Dataset records:
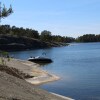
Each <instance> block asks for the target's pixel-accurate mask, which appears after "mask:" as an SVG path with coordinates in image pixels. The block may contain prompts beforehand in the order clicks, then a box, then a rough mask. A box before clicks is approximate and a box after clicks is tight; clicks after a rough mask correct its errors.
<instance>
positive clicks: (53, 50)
mask: <svg viewBox="0 0 100 100" xmlns="http://www.w3.org/2000/svg"><path fill="white" fill-rule="evenodd" d="M43 52H45V53H46V56H47V57H50V58H51V59H52V60H53V61H54V62H53V63H51V64H48V65H43V66H42V68H43V69H45V70H47V71H48V72H50V73H53V74H55V75H58V76H59V77H61V79H60V80H58V81H54V82H50V83H46V84H44V85H42V86H40V87H41V88H43V89H45V90H48V91H50V92H55V93H57V94H61V95H64V96H68V97H71V98H74V99H75V100H100V43H73V44H71V45H69V46H65V47H56V48H49V49H40V50H31V51H20V52H10V55H14V57H15V58H19V59H25V60H26V59H27V58H29V57H30V56H41V55H42V53H43Z"/></svg>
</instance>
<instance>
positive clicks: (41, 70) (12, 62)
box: [6, 59, 60, 85]
mask: <svg viewBox="0 0 100 100" xmlns="http://www.w3.org/2000/svg"><path fill="white" fill-rule="evenodd" d="M6 64H7V66H9V67H14V68H17V69H18V70H20V71H22V72H23V73H27V74H29V75H30V76H34V77H33V78H27V79H25V80H26V81H27V82H29V83H31V84H34V85H40V84H43V83H47V82H51V81H55V80H59V79H60V77H58V76H56V75H53V74H50V73H48V72H47V71H44V70H42V69H41V68H40V65H38V64H36V63H33V62H30V61H25V60H19V59H11V61H9V62H6Z"/></svg>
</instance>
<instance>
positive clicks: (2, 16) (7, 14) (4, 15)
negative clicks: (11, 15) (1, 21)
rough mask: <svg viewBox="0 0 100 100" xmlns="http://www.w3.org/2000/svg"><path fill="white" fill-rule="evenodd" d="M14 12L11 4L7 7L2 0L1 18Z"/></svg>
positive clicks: (4, 17)
mask: <svg viewBox="0 0 100 100" xmlns="http://www.w3.org/2000/svg"><path fill="white" fill-rule="evenodd" d="M12 13H13V10H12V6H11V5H10V7H9V8H6V6H5V5H4V4H3V6H2V5H1V2H0V20H1V19H2V18H6V17H8V16H9V15H11V14H12Z"/></svg>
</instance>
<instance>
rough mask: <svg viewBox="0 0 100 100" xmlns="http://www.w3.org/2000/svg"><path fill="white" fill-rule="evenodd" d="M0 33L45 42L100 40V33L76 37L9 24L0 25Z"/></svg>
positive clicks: (98, 41)
mask: <svg viewBox="0 0 100 100" xmlns="http://www.w3.org/2000/svg"><path fill="white" fill-rule="evenodd" d="M0 34H3V35H13V36H17V37H23V36H24V37H29V38H34V39H39V40H41V41H45V42H63V43H71V42H100V34H98V35H95V34H85V35H83V36H79V37H78V38H76V39H75V38H73V37H67V36H60V35H52V33H51V32H50V31H47V30H44V31H42V32H41V33H39V32H38V31H37V30H34V29H29V28H26V29H25V28H23V27H20V28H19V27H16V26H12V27H11V26H10V25H0Z"/></svg>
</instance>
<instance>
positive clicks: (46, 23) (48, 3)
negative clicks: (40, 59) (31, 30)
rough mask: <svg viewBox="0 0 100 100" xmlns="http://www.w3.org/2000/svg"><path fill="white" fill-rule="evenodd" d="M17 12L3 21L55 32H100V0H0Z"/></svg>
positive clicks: (28, 26)
mask: <svg viewBox="0 0 100 100" xmlns="http://www.w3.org/2000/svg"><path fill="white" fill-rule="evenodd" d="M0 1H1V2H2V4H3V3H4V4H5V5H6V6H7V7H9V5H10V4H12V7H13V10H14V13H13V14H12V15H11V16H9V17H8V18H5V19H2V22H1V24H9V25H11V26H13V25H15V26H17V27H24V28H32V29H35V30H38V31H39V32H41V31H43V30H48V31H51V32H52V34H53V35H61V36H71V37H77V36H80V35H83V34H100V0H0Z"/></svg>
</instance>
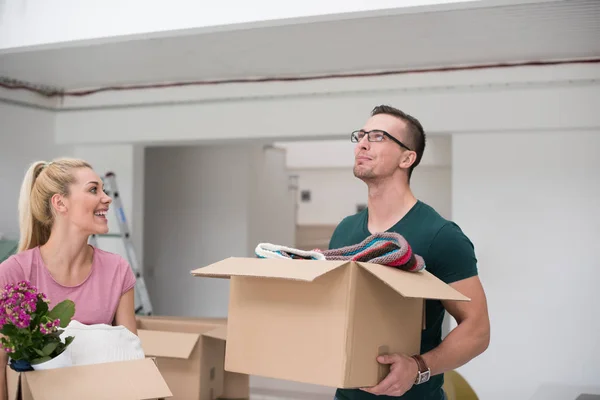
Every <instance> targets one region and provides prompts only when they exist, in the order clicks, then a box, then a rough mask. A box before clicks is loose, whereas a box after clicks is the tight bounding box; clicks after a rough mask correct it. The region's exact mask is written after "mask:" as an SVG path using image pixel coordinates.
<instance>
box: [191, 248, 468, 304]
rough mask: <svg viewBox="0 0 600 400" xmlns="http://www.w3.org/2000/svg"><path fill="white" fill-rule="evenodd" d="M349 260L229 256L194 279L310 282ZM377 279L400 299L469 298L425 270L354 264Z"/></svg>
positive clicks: (200, 268)
mask: <svg viewBox="0 0 600 400" xmlns="http://www.w3.org/2000/svg"><path fill="white" fill-rule="evenodd" d="M350 263H351V261H322V260H292V259H275V258H266V259H265V258H244V257H230V258H226V259H224V260H222V261H219V262H216V263H214V264H211V265H209V266H206V267H203V268H198V269H195V270H193V271H192V272H191V273H192V275H194V276H205V277H213V278H229V277H232V276H245V277H257V278H280V279H291V280H300V281H306V282H312V281H314V280H315V279H316V278H318V277H319V276H322V275H325V274H327V273H328V272H331V271H333V270H335V269H337V268H340V267H342V266H347V265H349V264H350ZM356 264H357V265H358V266H360V267H362V268H363V269H365V270H366V271H369V272H370V273H371V274H373V275H374V276H376V277H377V278H379V279H380V280H381V281H382V282H383V283H385V284H386V285H388V286H389V287H391V288H392V289H394V290H395V291H396V292H398V293H399V294H401V295H402V296H404V297H413V298H422V299H437V300H459V301H469V300H470V299H469V298H468V297H466V296H464V295H462V294H461V293H459V292H458V291H457V290H455V289H453V288H452V287H451V286H449V285H446V284H445V283H444V282H442V281H441V280H440V279H438V278H437V277H435V276H434V275H432V274H430V273H429V272H427V271H420V272H407V271H402V270H400V269H398V268H394V267H388V266H385V265H381V264H375V263H364V262H359V263H356Z"/></svg>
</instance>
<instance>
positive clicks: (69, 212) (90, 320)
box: [0, 158, 137, 398]
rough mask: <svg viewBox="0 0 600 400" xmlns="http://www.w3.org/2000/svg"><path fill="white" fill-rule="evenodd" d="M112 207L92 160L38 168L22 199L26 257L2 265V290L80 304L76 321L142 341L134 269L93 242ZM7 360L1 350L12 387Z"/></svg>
mask: <svg viewBox="0 0 600 400" xmlns="http://www.w3.org/2000/svg"><path fill="white" fill-rule="evenodd" d="M111 202H112V199H111V198H110V197H109V196H107V195H106V193H105V192H104V190H103V184H102V180H101V179H100V177H99V176H98V175H97V174H96V173H95V172H94V170H93V169H92V167H91V166H90V165H89V164H88V163H86V162H85V161H83V160H78V159H70V158H62V159H57V160H55V161H53V162H50V163H46V162H43V161H38V162H35V163H33V164H32V165H31V166H30V167H29V169H28V171H27V173H26V175H25V179H24V181H23V184H22V187H21V194H20V198H19V215H20V221H19V223H20V230H21V236H20V241H19V248H18V252H17V254H15V255H13V256H11V257H10V258H8V259H7V260H5V261H4V262H3V263H2V264H0V287H1V288H4V286H5V285H6V284H8V283H16V282H19V281H22V280H29V281H30V282H31V283H32V285H34V286H36V287H37V288H38V290H40V291H42V292H44V293H45V294H46V296H47V297H48V299H49V300H50V304H49V305H50V307H53V306H54V305H55V304H57V303H59V302H61V301H63V300H65V299H70V300H73V301H74V302H75V315H74V317H73V319H75V320H77V321H79V322H81V323H83V324H87V325H91V324H109V325H112V324H113V323H114V324H115V325H123V326H125V327H126V328H127V329H129V330H130V331H131V332H133V333H134V334H137V329H136V320H135V312H134V286H135V276H134V274H133V272H132V270H131V268H130V266H129V264H128V263H127V261H125V260H124V259H123V258H122V257H121V256H119V255H117V254H112V253H109V252H106V251H103V250H100V249H98V248H95V247H93V246H91V245H89V244H88V243H87V242H88V238H89V236H90V235H92V234H102V233H106V232H108V221H107V219H106V214H107V212H108V209H109V205H110V203H111ZM7 360H8V356H7V354H6V353H5V352H4V351H0V366H1V367H2V368H1V369H0V376H1V378H0V381H1V383H2V387H4V388H6V383H5V373H4V372H5V371H4V369H5V368H6V364H7ZM5 393H6V389H4V390H2V391H0V394H2V395H5ZM0 398H3V396H0Z"/></svg>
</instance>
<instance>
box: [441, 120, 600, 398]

What is being asked: Count the lines above that contain the string "negative", matching case exactly. Give only the number.

Exercise output: 2